READING TEXT:
---------------

After landing in Utah on a Sunday
Notes from day one of my week-long stay in Salt Lake City.
New Thing: I created a section of my Substack called “Field Notes” where I’ll post transcriptions of journal entries I’ve written while visiting some place new. This is the first of those. Upcoming trips? Motorcycle ride to the grasslands of Oklahoma. Two-weeks solo in Italy. I hope you’ll stay tuned.
June 26, 2022
Salt Lake City, Utah, USA
In Utah! Something about spending a whole day traveling by plane makes me feel tired, old, degenerate-ish, like I spent the day plowing a field, even though I’ve done absolutely nothing. In old-man-that-just-plowed-a-field fashion, I’m at a bar, drinking beer, waiting on enough chicken wings to feed two people, maybe three.
~
My uber driver is a DJ! Super cool. DJing is something I’ve been practicing and learning and loving. He has been doing it since the 80s, so full-on OG. We talked music. He gave me some tips and some tracks to listen to. We geeked out about the Amapiano genre, a new-to-America sound originating in Africa. I told him to check out one of my favorite hip-hop DJ sets, DJ Koco’s Boiler Room performance on YouTube. He dug it and even identified some of the tracks for me, like “Trans Europe Express” by Kraftwerk. Thanks, Universe.

---------------

AVAILABLE DATA:

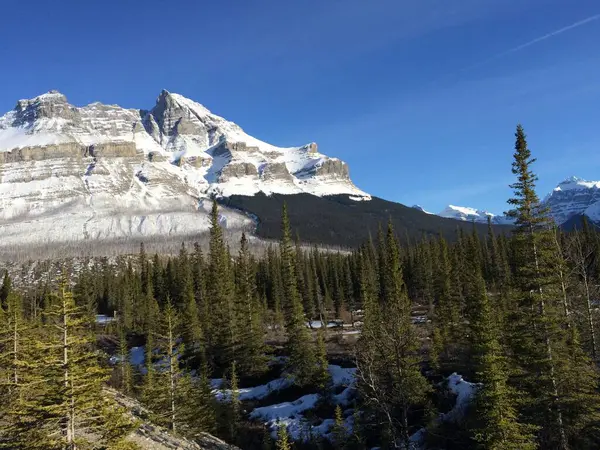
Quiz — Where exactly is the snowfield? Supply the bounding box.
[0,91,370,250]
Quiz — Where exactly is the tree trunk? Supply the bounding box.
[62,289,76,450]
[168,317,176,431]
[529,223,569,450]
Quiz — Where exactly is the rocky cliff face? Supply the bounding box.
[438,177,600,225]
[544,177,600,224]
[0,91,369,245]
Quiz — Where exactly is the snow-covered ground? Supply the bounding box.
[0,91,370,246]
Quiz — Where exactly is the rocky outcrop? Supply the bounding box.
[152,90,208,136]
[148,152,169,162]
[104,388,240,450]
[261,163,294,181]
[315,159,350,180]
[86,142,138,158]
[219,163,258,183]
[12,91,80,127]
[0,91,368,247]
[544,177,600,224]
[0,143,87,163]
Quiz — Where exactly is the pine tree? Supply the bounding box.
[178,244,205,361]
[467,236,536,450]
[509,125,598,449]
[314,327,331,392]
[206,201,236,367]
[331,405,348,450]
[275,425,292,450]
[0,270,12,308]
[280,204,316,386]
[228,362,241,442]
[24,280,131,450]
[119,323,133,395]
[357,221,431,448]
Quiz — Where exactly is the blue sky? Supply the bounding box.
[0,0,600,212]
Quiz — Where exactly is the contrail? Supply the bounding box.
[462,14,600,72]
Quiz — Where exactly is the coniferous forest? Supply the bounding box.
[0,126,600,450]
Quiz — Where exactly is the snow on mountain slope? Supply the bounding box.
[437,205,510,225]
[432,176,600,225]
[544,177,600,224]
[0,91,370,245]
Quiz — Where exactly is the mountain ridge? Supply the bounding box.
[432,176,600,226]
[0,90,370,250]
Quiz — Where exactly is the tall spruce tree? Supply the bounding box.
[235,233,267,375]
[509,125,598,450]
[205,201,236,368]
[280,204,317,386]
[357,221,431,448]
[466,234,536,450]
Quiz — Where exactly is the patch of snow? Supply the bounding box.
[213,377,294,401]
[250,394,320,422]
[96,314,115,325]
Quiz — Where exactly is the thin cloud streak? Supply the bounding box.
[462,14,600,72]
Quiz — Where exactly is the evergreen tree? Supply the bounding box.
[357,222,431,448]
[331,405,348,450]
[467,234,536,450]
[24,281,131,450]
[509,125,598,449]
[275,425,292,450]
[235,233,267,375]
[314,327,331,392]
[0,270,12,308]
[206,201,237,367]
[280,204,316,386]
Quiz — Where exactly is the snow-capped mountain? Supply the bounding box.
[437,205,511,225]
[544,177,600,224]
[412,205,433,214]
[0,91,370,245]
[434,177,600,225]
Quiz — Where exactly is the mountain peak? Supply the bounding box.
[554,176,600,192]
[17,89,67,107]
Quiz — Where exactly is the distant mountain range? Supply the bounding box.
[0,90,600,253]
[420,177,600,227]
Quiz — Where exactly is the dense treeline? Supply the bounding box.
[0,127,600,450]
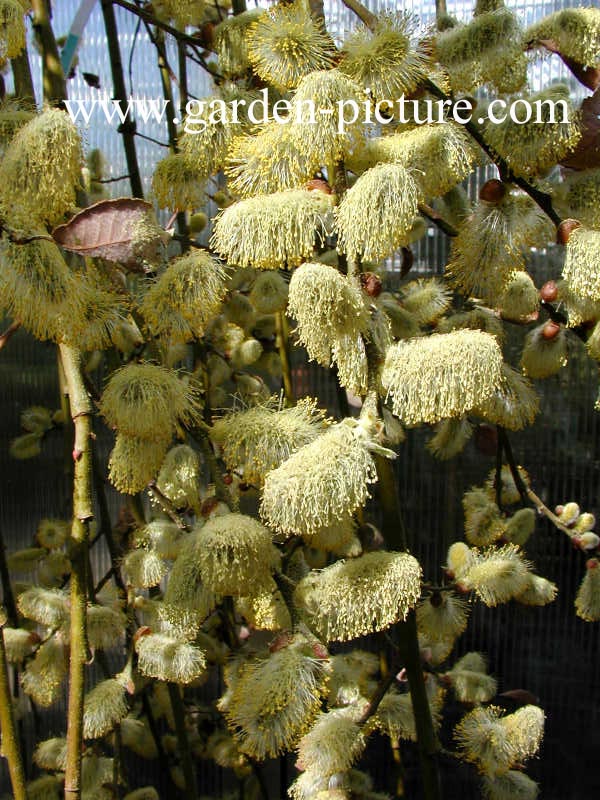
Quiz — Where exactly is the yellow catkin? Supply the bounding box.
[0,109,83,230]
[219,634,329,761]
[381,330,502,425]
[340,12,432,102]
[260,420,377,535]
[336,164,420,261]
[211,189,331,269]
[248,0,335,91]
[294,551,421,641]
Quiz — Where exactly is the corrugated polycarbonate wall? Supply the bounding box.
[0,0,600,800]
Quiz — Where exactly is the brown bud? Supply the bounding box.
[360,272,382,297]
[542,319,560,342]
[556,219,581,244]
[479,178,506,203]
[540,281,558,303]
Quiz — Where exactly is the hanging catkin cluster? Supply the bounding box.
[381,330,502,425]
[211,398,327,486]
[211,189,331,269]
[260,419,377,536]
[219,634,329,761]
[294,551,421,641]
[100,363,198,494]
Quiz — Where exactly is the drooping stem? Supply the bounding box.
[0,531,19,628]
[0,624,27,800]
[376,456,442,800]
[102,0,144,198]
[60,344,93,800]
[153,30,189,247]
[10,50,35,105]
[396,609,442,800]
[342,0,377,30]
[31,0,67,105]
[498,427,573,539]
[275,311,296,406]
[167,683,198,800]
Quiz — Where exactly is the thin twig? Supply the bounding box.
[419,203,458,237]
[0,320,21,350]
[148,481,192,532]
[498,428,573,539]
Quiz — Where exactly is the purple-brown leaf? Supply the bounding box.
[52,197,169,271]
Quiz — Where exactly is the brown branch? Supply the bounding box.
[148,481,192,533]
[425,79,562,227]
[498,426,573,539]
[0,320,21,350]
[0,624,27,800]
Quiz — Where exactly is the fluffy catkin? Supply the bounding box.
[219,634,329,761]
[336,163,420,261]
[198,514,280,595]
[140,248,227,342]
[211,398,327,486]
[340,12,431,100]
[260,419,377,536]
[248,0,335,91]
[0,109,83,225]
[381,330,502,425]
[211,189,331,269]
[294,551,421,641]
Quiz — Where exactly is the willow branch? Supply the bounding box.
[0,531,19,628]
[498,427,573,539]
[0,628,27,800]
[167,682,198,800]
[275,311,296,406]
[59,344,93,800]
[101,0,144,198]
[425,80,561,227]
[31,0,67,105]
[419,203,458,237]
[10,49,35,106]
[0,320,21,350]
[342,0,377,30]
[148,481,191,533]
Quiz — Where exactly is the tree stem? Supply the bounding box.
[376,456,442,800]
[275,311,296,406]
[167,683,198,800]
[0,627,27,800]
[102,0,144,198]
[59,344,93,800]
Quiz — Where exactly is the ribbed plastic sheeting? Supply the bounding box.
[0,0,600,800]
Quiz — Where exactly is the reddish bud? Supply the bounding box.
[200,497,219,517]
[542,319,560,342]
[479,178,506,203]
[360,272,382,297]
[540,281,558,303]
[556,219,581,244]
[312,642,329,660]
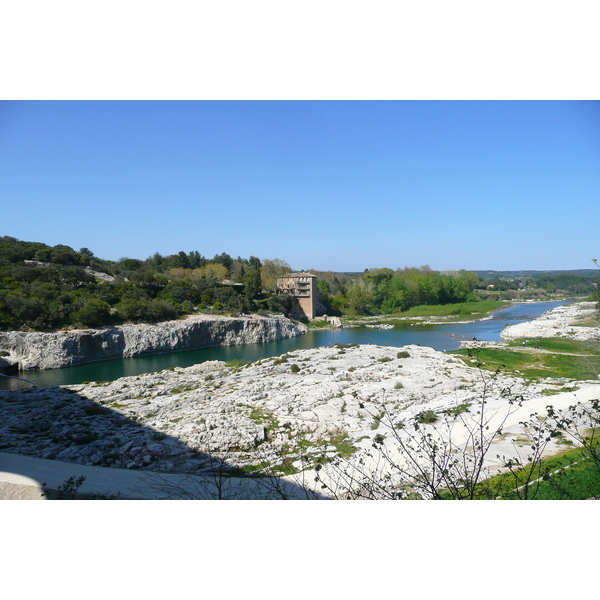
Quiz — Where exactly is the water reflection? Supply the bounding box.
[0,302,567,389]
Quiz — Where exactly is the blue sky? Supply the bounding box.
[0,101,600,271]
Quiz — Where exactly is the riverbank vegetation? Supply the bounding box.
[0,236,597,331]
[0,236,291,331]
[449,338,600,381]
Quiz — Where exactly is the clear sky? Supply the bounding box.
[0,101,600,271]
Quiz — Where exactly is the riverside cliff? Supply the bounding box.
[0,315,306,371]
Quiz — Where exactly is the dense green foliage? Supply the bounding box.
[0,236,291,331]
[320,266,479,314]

---------------

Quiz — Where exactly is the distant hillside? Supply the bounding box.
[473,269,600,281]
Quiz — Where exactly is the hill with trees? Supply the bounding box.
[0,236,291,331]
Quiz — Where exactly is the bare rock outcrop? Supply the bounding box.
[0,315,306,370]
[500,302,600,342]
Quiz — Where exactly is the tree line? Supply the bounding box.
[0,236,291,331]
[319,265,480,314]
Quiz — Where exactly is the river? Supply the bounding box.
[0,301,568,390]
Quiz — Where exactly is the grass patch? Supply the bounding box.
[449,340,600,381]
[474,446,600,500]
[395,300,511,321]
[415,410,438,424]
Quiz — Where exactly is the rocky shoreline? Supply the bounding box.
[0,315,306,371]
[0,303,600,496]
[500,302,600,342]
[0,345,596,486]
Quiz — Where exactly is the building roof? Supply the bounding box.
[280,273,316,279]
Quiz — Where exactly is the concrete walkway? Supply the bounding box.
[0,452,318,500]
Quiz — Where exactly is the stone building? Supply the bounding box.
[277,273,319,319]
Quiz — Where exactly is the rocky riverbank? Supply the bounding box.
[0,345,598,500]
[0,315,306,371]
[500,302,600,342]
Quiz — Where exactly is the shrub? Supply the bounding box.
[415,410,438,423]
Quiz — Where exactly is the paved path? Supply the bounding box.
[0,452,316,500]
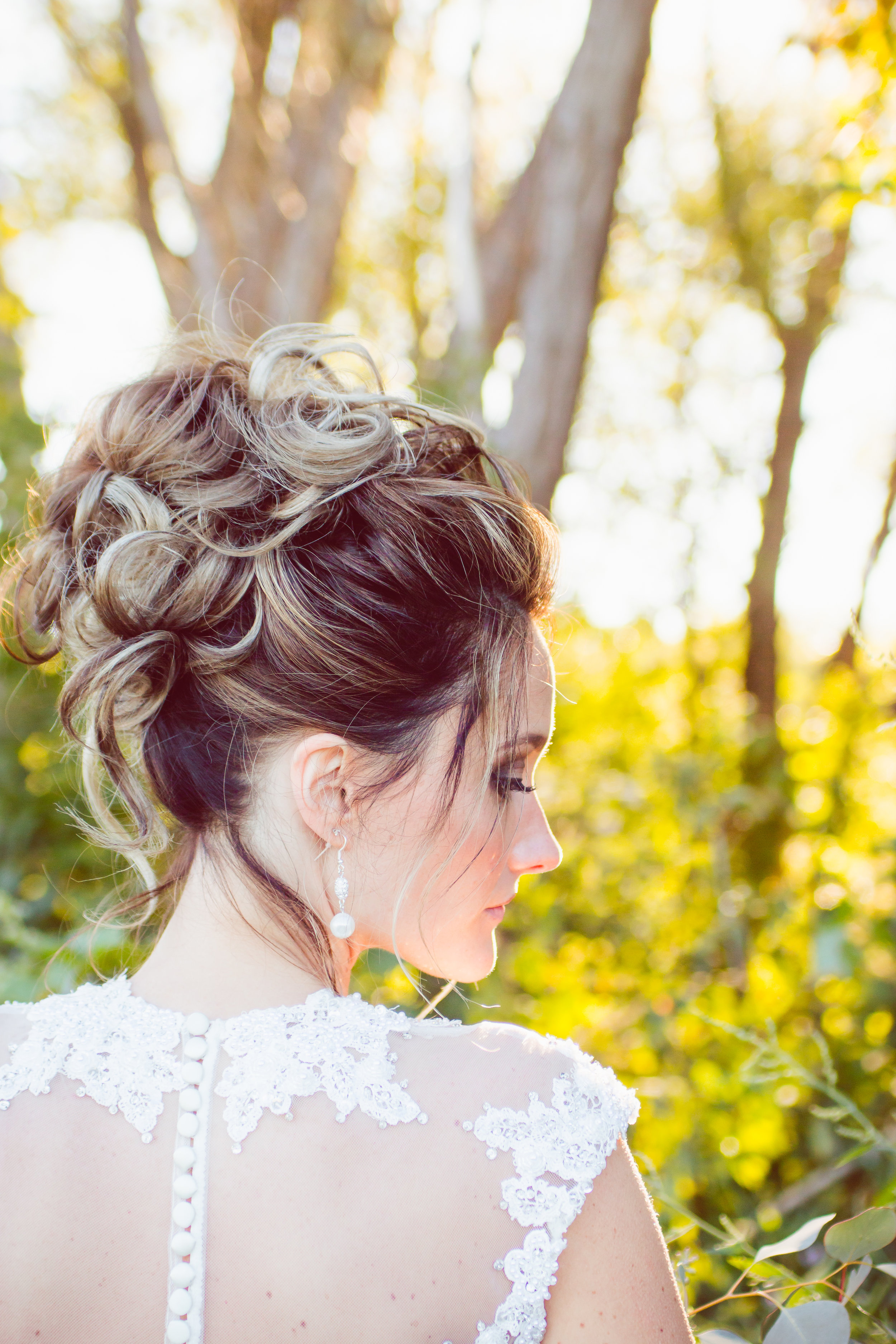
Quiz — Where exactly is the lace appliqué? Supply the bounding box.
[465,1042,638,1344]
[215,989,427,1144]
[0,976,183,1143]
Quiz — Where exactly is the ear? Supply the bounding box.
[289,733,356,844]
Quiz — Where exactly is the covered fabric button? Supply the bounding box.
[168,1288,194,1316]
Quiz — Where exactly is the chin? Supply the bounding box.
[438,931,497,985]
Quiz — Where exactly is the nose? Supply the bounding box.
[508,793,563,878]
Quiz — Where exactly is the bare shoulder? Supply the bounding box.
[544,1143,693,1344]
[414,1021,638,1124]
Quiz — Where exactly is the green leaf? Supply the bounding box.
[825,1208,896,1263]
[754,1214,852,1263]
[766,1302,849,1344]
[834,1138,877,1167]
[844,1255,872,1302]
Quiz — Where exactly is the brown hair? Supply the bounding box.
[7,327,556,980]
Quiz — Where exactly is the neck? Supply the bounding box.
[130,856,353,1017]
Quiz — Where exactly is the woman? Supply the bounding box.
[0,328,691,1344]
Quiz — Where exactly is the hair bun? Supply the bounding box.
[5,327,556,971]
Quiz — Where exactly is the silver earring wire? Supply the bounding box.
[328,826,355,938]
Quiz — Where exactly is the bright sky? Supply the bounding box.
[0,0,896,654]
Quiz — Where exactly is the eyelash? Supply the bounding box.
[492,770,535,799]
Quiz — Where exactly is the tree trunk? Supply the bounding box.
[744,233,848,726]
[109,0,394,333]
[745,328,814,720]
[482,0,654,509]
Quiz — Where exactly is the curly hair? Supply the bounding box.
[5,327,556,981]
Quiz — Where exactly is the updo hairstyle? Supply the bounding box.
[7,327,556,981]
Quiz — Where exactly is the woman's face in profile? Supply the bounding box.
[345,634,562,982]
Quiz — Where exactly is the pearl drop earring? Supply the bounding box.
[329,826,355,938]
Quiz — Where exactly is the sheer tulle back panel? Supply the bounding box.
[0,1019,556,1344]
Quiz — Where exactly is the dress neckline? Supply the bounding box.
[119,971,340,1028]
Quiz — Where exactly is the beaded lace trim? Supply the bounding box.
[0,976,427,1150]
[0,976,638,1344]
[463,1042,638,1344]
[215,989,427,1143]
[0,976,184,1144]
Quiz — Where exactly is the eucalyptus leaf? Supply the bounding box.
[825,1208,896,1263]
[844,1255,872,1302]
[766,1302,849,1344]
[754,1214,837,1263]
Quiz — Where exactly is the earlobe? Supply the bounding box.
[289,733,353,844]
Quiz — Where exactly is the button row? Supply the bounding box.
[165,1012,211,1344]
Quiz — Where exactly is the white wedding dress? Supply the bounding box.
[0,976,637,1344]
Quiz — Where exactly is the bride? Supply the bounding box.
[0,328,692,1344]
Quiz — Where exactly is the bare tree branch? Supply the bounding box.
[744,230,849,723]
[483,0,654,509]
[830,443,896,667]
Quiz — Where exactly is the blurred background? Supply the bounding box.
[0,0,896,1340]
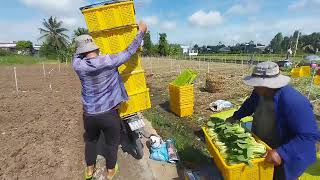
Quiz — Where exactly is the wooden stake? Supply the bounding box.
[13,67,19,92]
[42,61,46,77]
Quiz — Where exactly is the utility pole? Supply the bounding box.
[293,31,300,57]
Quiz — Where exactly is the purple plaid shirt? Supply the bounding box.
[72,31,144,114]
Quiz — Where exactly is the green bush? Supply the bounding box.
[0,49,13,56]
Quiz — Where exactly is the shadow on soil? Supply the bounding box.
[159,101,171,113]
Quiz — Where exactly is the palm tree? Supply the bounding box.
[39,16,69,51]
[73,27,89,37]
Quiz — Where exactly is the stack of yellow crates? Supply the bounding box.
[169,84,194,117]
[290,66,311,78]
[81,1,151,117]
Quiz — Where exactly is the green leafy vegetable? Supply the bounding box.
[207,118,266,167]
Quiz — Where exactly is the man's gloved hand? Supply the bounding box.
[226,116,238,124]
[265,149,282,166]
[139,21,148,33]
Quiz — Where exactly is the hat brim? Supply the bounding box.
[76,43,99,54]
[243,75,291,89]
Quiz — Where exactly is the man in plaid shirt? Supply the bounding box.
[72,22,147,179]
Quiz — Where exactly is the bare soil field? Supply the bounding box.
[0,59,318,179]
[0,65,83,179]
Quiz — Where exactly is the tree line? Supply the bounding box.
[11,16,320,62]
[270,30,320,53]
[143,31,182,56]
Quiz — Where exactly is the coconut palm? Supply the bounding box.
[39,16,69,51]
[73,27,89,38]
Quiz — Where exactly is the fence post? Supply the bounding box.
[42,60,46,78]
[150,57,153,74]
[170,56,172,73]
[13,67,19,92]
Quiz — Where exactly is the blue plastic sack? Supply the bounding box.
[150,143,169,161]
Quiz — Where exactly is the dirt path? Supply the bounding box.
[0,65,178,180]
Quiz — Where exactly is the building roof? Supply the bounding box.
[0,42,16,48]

---------------

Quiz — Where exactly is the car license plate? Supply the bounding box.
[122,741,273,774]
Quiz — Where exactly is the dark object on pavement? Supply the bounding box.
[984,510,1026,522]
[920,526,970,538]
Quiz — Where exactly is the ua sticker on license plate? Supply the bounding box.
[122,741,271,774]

---------------

PROBLEMS AND TASKS:
1. Can you repeat, word for word, the lines of the listing that begin with the one containing "Quiz — Where exactly is the willow" and end after the one containing "[148,481,191,533]"?
2. How would the journal entry about arriving in Salt Lake City go on after its last sentence? Continue it.

TASK ANSWERS:
1.
Quiz — Where exactly is the willow branch? Supply the bounding box.
[0,531,19,628]
[498,427,573,539]
[0,628,27,800]
[167,682,198,800]
[275,311,296,406]
[59,344,93,800]
[101,0,144,198]
[425,80,561,227]
[31,0,67,105]
[419,203,458,237]
[10,49,35,106]
[0,320,21,350]
[342,0,377,30]
[148,481,191,533]

2.
~
On the TV above the liquor bottles, a fight broke out, a brawl, between the Seattle Mariners and the Anaheim Angels. As I watched thinking how much like little boys the players looked fighting like that, and how bad a look it was for grown men to be brawling not only in front of a crowded stadium but on national TV, a guy behind me noticed the fight and screamed, “Hell yeah!”
~
Sometimes I feel extremely sociable. Other times, not at all. Right now it’s sociable. I think traveling to a new place does that to a person.
~
It’s interesting to think that when you go to a bar in Salt Lake City, especially on a Sunday, you are effectively declaring yourself part of a minority community. That is, not Mormon.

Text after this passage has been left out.